-- start of DOCUMENT TEXT --
Sure, you can 'make up' a user agent, and indeed some servers are (needlessly) anal about having the information, but you don't really want to just make one up, do you? Isn't it advisable to use the most common agent of the moment? (which might be IE6, or maybe IE8 by now) Of course if you're dealing with one URI and you know it's 'druthers, go for it. But if you deal with variable resources you might be better off ordering vanilla. I've seen servers fall over when given a less common user agent spec. Took me forever to figure out but on one occasion after things just didn't want to work I finally (out of frustration) set the agent to IE6 running on vista and presto... we have data. (edited for spelling)

jck
jck

I've dealt with HTTP. It's rather simple. It's the document content that is what gets absurdly complex, especially nowadays.

dgurney
dgurney

How do you set out to talk about the composition of a message and then not show a single portion of one as an example? Instead of showing the three header lines, you just say they exist. And so on with the rest of this pointless verbiage. This is absolutely worthless to anyone who'd need to know about HTTP, and of course worthless to anyone who doesn't. grade: F

Justin James
Justin James

My first foray into HTTP was implementing a substantial amount of the parsing for it in Perl, and I learned a lot. Since then, I've been glad to have learned HTTP's details. Do you need to deal with raw HTTP on a regular basis? J.Ja

Justin James
Justin James

Re: additional headers - Those additional headers you mention are outside of the HTTP spec itself. For example, the word "cookie" does not appear in RFC 2616 at all. However, I should have talked about them anyways, since they are so common. You are right that I omitted the HTTP version number when discussing the request line; it was something I had in my head to mention, but by the time I got to that part of the sentence, I had lost it entirely. My fault completely on that, since I didn't pick it up in my proofreading either. You have misread what I wrote regarding the "absolute URI"; I said very specifically that it's only used when talking to a proxy, but the "absolute path" must be used. I left out details of chunking for space concerns; I've been trying to reduce the length of articles lately, and the gritty details of chunking (which need to be supported, but are not used in the things that you usually see come across a packet capture) were omitted for that reason. The additional details you've provided are appreciated and great additions to the article, thanks! J.Ja

Justin James
Justin James

... some servers decide to do some goofy things if you use IE (or another known browser) as your user agent. :( It's definitely a case of "test, test, test". J.Ja

Justin James
Justin James

I think that's a fair criticism, to be honest. Some examples of a typical request could have been included and it certainly would have helped. To be perfectly honest, since the redesign of the site, I've been very, VERY shy about doing *any* kind of samples, the formatting is awful! For example, if I included a sample depending on where in the article it appears (especially by that inset ad), all sorts of word wrapping occurs, and that word wrapping destroys the accuracy of a sample in this kind of situation. I'm not making excuses for myself here (I should have found a way to show an example), I'm just trying to explain what's been happening. It's also why I am including fewer and fewer code samples in the articles as well. J.Ja

seanferd
seanferd

Dealing with a list of three consecutive elements, you need an example? There is a link to RFC 2616 located in the article text.
-- end of DOCUMENT TEXT --
-- start of INFORMATION SUPPLIED --
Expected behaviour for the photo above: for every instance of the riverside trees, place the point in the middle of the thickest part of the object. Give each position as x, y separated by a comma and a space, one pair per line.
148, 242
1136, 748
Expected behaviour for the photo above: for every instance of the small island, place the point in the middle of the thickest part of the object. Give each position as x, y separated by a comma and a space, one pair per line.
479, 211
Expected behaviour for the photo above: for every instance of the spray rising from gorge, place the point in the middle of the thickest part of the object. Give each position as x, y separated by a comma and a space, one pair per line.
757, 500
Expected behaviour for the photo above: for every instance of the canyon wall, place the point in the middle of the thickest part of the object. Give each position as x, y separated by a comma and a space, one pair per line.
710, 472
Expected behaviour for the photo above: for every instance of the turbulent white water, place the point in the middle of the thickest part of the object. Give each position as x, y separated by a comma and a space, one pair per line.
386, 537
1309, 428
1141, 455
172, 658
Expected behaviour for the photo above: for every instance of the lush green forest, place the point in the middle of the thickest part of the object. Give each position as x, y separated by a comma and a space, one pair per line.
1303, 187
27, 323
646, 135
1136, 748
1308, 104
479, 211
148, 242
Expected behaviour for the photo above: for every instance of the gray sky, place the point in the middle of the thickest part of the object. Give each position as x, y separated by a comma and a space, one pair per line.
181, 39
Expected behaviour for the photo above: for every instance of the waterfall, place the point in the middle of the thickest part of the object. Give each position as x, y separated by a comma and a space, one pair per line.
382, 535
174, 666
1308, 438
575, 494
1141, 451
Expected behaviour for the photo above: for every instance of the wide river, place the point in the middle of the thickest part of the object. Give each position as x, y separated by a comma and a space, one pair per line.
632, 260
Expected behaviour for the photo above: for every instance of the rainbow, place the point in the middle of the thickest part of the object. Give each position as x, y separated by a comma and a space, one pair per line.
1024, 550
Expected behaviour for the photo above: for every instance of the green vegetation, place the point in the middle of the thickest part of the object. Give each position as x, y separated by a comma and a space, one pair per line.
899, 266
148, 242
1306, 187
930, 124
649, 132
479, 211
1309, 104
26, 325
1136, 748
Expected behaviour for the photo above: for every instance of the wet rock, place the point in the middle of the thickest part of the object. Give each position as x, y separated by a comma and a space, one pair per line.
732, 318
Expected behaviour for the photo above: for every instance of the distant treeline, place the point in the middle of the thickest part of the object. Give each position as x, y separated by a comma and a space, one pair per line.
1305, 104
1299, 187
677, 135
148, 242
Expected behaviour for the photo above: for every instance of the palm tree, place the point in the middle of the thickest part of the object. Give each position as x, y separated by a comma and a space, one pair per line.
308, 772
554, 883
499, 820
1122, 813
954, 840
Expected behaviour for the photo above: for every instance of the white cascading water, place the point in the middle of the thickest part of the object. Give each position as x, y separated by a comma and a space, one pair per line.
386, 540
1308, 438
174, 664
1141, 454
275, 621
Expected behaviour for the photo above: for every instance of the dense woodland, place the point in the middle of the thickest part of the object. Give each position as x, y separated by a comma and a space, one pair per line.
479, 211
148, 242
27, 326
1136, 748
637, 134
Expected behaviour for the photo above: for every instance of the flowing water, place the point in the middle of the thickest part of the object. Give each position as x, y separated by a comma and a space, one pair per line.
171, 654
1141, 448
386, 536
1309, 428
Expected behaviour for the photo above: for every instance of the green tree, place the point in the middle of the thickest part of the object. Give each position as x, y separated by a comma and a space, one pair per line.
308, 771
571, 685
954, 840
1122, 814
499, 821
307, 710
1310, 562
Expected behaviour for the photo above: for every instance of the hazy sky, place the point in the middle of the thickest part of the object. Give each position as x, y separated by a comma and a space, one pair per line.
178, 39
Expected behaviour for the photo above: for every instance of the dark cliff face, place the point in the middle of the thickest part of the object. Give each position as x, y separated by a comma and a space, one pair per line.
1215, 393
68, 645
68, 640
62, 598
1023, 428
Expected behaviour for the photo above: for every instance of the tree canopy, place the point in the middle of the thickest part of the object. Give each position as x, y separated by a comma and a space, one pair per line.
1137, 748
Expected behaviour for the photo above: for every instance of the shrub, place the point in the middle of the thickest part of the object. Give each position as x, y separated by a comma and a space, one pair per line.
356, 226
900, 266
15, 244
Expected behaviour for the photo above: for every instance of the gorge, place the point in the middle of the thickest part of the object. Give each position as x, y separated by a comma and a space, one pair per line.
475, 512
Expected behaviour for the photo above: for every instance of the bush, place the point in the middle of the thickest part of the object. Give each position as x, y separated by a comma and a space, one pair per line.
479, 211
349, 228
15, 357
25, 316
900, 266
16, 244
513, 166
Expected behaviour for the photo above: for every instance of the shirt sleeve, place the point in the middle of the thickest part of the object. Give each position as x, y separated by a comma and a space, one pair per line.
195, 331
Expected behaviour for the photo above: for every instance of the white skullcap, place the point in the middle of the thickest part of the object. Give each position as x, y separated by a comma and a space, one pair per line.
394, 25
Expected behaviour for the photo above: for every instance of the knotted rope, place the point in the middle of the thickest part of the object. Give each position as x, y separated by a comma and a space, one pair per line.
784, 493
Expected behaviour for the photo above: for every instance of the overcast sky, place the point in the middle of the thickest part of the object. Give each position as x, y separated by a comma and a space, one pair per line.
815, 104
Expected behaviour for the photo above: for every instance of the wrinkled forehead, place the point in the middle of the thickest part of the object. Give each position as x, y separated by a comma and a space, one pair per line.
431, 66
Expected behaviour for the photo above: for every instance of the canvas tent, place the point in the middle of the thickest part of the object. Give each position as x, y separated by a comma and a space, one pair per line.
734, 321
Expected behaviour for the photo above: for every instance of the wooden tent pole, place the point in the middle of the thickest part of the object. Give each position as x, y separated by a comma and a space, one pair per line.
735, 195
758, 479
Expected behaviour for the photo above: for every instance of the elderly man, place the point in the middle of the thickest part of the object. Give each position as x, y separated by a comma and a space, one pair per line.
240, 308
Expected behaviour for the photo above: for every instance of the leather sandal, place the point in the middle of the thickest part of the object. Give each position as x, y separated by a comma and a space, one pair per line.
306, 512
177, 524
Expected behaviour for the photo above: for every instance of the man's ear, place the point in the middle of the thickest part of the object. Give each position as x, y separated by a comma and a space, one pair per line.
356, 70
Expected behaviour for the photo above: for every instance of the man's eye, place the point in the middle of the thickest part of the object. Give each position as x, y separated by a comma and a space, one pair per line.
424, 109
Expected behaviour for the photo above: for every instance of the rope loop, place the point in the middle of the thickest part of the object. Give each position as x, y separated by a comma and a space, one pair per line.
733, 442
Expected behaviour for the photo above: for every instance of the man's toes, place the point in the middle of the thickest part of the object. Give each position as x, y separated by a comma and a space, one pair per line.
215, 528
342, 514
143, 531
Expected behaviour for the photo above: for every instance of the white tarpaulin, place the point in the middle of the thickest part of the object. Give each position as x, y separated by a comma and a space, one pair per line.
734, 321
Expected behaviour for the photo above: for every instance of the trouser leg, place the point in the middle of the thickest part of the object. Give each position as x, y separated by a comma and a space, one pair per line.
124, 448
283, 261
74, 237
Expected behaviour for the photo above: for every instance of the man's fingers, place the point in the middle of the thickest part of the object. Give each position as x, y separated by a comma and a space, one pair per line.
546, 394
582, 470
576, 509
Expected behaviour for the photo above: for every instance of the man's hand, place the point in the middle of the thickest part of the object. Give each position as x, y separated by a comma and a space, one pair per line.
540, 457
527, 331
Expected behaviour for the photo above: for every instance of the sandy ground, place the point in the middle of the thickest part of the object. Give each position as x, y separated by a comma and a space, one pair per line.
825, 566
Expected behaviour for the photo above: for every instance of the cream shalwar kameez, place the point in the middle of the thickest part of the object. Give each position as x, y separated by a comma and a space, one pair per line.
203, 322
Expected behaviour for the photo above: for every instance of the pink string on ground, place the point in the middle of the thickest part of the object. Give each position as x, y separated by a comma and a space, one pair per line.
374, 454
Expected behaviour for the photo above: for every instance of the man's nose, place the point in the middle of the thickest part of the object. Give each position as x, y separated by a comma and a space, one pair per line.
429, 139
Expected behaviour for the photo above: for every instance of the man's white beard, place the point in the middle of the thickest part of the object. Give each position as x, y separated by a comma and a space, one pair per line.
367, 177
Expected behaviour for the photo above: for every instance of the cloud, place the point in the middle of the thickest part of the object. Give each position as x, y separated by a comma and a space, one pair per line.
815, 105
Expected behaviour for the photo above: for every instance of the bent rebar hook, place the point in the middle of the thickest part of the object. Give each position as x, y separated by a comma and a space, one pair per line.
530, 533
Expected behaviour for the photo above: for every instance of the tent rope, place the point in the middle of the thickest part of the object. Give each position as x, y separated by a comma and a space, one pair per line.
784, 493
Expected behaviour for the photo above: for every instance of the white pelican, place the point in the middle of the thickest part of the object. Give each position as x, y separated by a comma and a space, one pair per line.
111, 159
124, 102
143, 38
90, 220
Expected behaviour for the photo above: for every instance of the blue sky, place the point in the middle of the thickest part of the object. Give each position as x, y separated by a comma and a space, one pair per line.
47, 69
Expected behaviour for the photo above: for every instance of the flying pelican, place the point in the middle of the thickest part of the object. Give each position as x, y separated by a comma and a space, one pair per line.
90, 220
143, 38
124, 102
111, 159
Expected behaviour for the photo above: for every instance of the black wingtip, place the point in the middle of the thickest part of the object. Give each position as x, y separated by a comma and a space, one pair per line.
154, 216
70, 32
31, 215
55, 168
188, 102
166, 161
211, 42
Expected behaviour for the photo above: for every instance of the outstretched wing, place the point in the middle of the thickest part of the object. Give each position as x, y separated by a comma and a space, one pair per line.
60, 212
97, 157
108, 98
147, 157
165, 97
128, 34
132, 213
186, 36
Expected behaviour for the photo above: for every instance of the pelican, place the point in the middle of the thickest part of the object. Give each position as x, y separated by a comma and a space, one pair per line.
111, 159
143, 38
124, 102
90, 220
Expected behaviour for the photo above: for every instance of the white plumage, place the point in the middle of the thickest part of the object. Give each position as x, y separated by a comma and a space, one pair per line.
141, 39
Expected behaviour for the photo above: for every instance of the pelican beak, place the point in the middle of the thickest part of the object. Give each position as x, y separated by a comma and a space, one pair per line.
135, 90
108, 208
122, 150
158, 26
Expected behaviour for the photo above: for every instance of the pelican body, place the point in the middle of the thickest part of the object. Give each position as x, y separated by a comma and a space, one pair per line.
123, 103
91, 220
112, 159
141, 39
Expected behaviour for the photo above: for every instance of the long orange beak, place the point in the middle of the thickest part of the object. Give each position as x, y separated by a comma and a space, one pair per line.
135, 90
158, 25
-- end of INFORMATION SUPPLIED --
■ **PROBLEM STATEMENT**: From the HTTP comment thread above, pull out the stretch from "Sure, you can" through "complex, especially nowadays." and copy it word for word.

■ **RESULT OF THE EXERCISE**:
Sure, you can 'make up' a user agent, and indeed some servers are (needlessly) anal about having the information, but you don't really want to just make one up, do you? Isn't it advisable to use the most common agent of the moment? (which might be IE6, or maybe IE8 by now) Of course if you're dealing with one URI and you know it's 'druthers, go for it. But if you deal with variable resources you might be better off ordering vanilla. I've seen servers fall over when given a less common user agent spec. Took me forever to figure out but on one occasion after things just didn't want to work I finally (out of frustration) set the agent to IE6 running on vista and presto... we have data. (edited for spelling)

jck
jck

I've dealt with HTTP. It's rather simple. It's the document content that is what gets absurdly complex, especially nowadays.